> [課題目的]: 顎関節症と矯正治療についての本文を、一字一句変えずに全文再掲せよ。

> [本文ブロック]:
+--

5年ほど前、30代の男性が顎関節の症状(口が開きにくい、音がするなど)と不正咬合(バイトが深く、叢生)を主訴に来院された。特に顎関節の症状を訴えていたので、
最初はスプリントで症状の様子をうかがい出来るだけ矯正治療を避けようとしていた。
私は初診での説明の時、当院で矯正治療の結果、顎関節症の症状が良くなった人は多くいる、しかし「顎関節の治療のため矯正治療って症状を改善できるかどうか分からない」と言う。
このケースでは、スプリントで顎関節の症状が改善したわけではなかったが、不正咬合の治療のため矯正装置を付けた。
できるだけ簡単に治療ができるように、最初、上顎のみの片顎抜歯で行ったが、下顎が拡大だけでは叢生の改善に限界があり、結局、下顎も抜歯して、当院では数少ない治療期間3年となってしまった。
それから保定1年半、顎関節のこともお互いに忘れていたが、カルテをみて、初診で訴えていた「顎関節の症状は」?とたずねたら、「そういえば顎関節の音もしないし、違和感もない、そんなこと忘れていた」とのことだった。
知らぬ間に症状が消えて、昔、苦しんでいたことさえ忘れてしまう。
医療はこれで良いのだと思う。
結果、矯正治療による咬合の改善は、顎関節症の治療に役立っていたと言えるだろう。
しかし、まだ矯正治療で顎関節症が治るというつもりはない。

+--

> [データ区分]:

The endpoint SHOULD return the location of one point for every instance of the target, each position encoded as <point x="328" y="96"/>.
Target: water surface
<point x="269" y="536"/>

+--

> [課題結果]:
5年ほど前、30代の男性が顎関節の症状(口が開きにくい、音がするなど)と不正咬合(バイトが深く、叢生)を主訴に来院された。特に顎関節の症状を訴えていたので、
最初はスプリントで症状の様子をうかがい出来るだけ矯正治療を避けようとしていた。
私は初診での説明の時、当院で矯正治療の結果、顎関節症の症状が良くなった人は多くいる、しかし「顎関節の治療のため矯正治療って症状を改善できるかどうか分からない」と言う。
このケースでは、スプリントで顎関節の症状が改善したわけではなかったが、不正咬合の治療のため矯正装置を付けた。
できるだけ簡単に治療ができるように、最初、上顎のみの片顎抜歯で行ったが、下顎が拡大だけでは叢生の改善に限界があり、結局、下顎も抜歯して、当院では数少ない治療期間3年となってしまった。
それから保定1年半、顎関節のこともお互いに忘れていたが、カルテをみて、初診で訴えていた「顎関節の症状は」?とたずねたら、「そういえば顎関節の音もしないし、違和感もない、そんなこと忘れていた」とのことだった。
知らぬ間に症状が消えて、昔、苦しんでいたことさえ忘れてしまう。
医療はこれで良いのだと思う。
結果、矯正治療による咬合の改善は、顎関節症の治療に役立っていたと言えるだろう。
しかし、まだ矯正治療で顎関節症が治るというつもりはない。